Point annotation records:
________

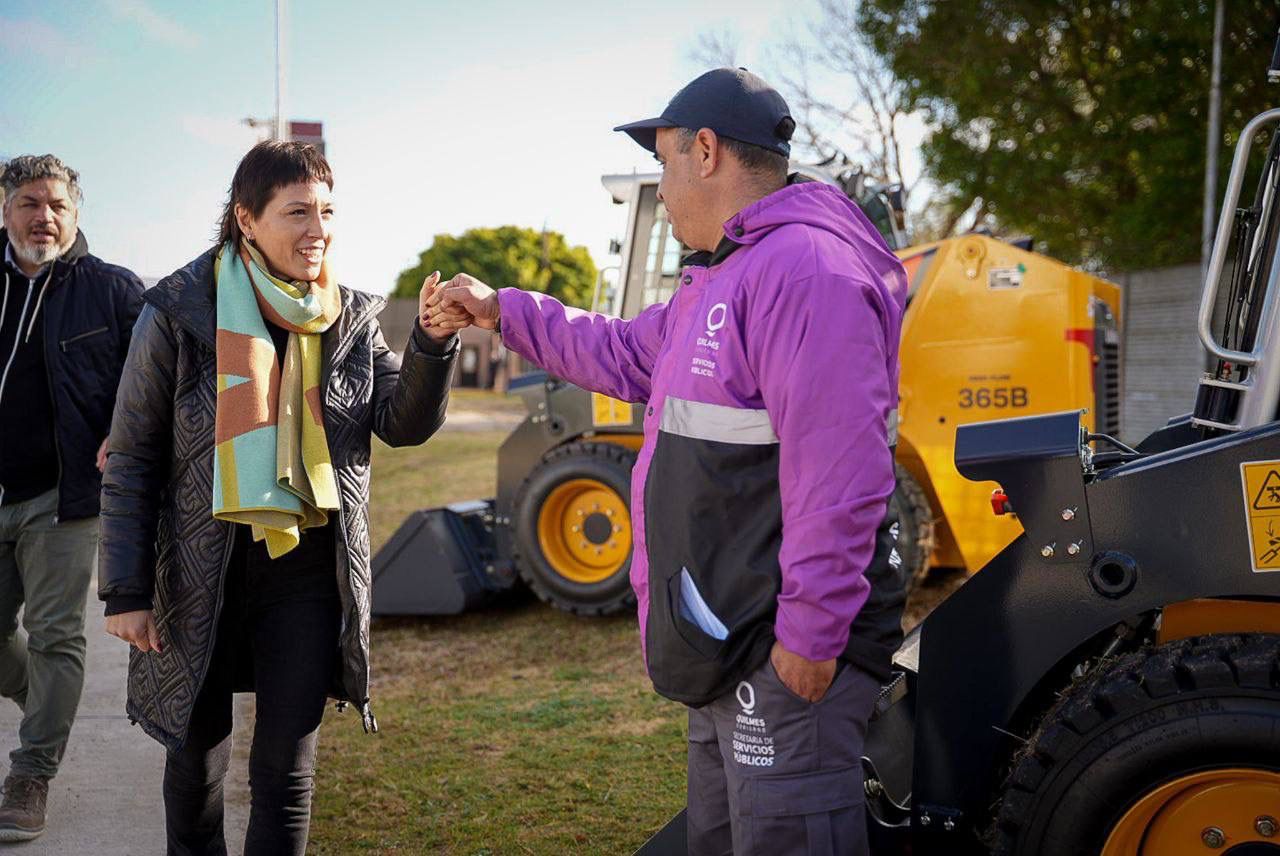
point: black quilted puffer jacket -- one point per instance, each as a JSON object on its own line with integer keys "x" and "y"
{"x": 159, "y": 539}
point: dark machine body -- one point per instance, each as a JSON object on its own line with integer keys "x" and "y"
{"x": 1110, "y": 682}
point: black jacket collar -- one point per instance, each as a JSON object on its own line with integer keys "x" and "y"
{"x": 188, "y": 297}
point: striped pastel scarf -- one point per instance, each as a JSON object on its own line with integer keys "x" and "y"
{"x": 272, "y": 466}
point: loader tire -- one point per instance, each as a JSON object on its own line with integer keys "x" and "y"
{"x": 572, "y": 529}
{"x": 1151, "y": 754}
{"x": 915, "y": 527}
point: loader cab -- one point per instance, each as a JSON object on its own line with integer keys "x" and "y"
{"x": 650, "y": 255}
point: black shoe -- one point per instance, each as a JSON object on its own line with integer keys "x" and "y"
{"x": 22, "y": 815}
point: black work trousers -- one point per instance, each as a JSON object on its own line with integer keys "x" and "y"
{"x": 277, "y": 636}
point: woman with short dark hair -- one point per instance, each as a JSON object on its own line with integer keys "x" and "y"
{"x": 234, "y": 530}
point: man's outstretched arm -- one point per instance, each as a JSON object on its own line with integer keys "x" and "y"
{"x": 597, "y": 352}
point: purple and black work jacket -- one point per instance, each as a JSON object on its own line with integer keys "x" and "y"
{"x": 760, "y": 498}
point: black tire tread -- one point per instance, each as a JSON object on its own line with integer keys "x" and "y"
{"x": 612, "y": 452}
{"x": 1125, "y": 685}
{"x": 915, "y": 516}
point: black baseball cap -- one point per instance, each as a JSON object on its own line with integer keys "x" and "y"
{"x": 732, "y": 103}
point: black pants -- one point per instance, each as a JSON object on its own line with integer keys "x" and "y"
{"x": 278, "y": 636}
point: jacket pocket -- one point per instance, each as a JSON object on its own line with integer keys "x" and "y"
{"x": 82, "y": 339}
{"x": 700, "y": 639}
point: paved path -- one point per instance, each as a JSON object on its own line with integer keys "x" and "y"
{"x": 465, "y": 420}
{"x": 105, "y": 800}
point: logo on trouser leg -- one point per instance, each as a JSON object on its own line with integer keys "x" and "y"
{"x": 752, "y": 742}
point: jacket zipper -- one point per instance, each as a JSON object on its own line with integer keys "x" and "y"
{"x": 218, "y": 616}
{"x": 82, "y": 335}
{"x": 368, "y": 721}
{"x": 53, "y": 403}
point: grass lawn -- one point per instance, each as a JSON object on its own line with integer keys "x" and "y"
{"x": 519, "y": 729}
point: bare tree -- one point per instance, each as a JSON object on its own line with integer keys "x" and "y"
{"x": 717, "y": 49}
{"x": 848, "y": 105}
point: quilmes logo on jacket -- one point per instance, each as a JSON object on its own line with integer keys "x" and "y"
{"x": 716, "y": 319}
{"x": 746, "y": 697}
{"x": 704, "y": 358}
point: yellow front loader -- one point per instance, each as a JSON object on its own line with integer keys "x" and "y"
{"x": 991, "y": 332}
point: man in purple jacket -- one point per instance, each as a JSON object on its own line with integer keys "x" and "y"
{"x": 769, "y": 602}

________

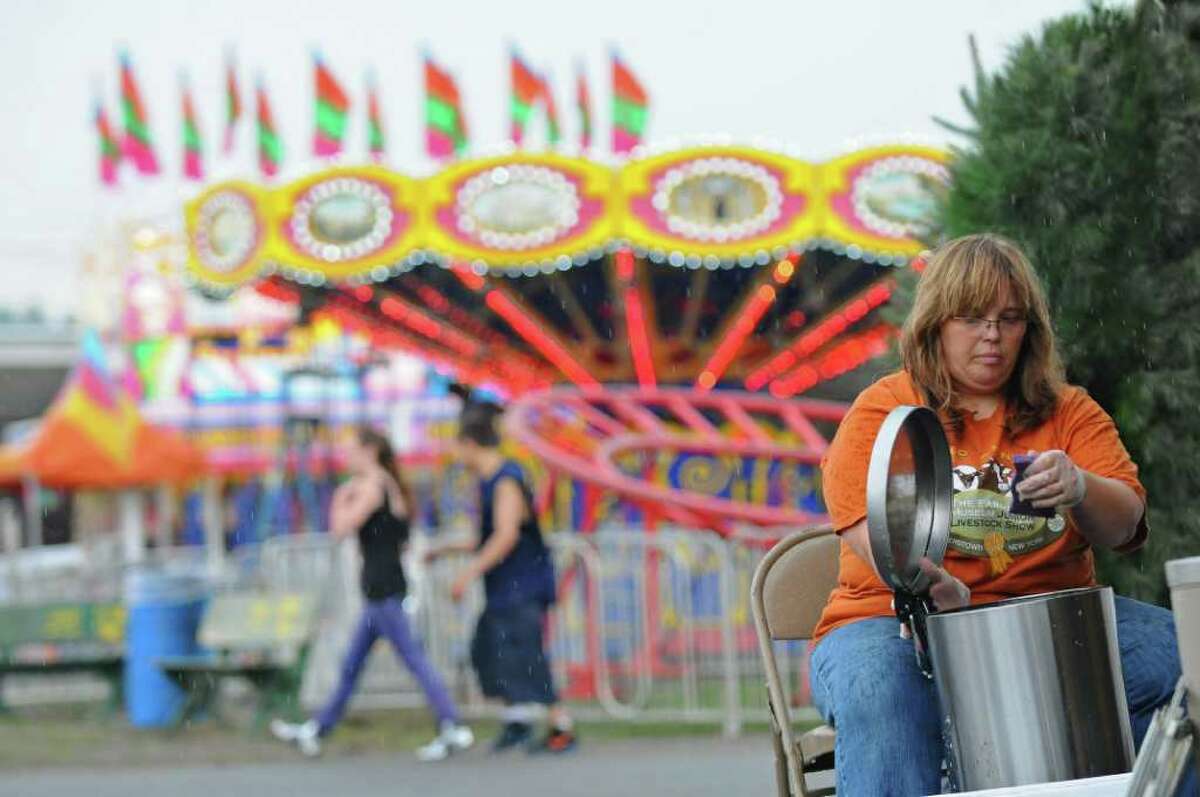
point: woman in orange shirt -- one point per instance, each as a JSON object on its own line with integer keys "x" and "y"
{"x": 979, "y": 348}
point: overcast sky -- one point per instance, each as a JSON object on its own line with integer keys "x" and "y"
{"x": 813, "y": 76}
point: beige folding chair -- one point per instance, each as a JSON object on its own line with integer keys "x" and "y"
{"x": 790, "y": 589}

________

PROMPT ▸ Which lines in the data above contain the word "tire"? Copy every one of them.

RESULT ▸
point: loader tire -- one point per instance, each as a JSON object on its own line with integer keys "x" and "y"
point: black tire tread -- one point per instance, each as a JSON object on its own line with integer keys "x" and "y"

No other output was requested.